* Begin Data *

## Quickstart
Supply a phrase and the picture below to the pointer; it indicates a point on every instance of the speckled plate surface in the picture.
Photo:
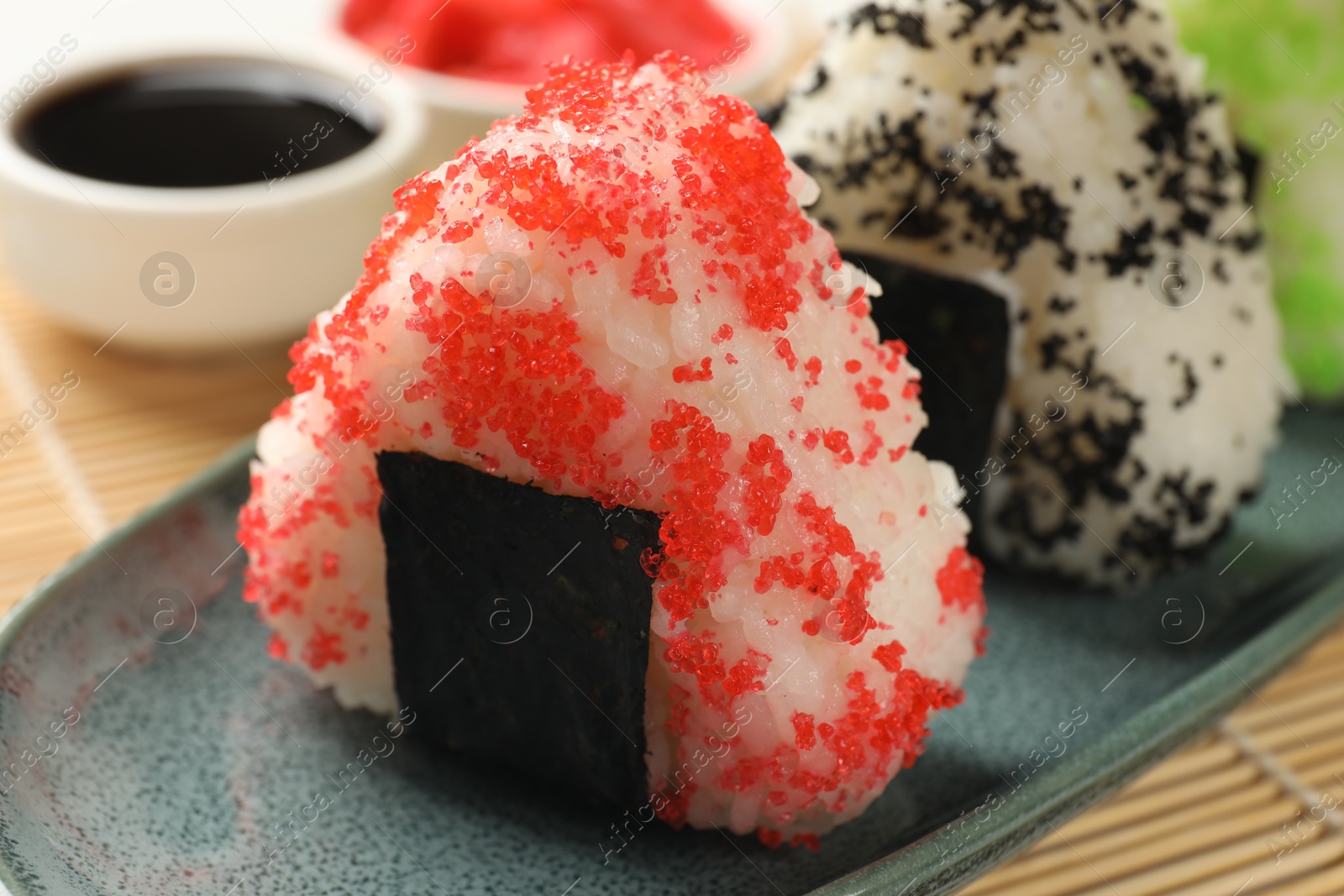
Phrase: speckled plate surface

* End Data *
* Begin Data *

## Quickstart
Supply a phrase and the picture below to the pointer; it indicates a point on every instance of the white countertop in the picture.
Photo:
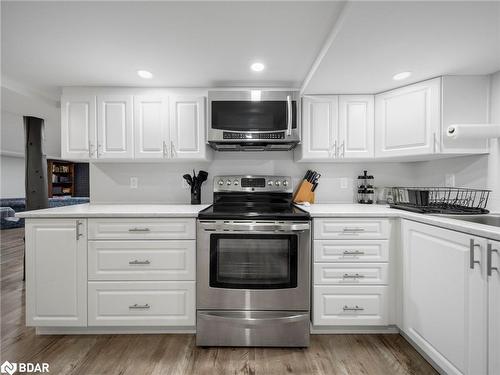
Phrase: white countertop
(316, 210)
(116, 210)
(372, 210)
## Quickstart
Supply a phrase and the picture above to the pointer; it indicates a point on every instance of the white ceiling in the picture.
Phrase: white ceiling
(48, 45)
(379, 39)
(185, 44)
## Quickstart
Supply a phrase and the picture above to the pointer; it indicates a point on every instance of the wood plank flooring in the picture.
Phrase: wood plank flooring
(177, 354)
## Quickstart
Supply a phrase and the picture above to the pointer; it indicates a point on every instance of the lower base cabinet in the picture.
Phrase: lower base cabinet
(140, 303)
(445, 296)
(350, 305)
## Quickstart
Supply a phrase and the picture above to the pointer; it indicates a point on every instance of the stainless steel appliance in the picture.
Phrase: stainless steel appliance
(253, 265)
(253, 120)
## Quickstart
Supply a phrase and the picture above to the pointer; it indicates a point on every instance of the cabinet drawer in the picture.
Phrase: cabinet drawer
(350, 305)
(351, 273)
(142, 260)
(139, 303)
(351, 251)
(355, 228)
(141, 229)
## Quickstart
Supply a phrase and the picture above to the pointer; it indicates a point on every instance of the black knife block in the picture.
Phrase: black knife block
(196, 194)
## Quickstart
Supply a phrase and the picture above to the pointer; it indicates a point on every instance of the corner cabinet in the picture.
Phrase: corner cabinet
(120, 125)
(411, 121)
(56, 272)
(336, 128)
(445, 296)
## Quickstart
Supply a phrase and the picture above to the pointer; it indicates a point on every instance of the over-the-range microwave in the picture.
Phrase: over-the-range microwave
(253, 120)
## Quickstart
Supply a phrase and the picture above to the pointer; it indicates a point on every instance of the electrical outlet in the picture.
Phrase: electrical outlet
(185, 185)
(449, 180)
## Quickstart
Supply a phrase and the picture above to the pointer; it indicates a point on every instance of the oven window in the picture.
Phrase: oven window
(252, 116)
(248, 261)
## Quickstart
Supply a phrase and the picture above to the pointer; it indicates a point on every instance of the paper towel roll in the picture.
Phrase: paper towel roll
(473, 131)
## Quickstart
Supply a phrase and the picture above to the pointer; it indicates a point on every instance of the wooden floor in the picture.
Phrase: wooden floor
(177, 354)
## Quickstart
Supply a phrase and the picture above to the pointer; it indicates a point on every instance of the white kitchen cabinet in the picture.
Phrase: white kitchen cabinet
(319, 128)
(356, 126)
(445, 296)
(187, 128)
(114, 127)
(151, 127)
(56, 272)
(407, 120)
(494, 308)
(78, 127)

* End Data *

▸ **Given task**
List each line in the material above that contains the word "below". Case matters.

▸ **Output of the exercise**
Supply a phrase and the picture below to the pointer; it indicates a point on every instance of the speckled plate surface in the picture.
Supply a phrase and the picture below to the pointer; it indicates a point on every instance of the white countertop in the picture.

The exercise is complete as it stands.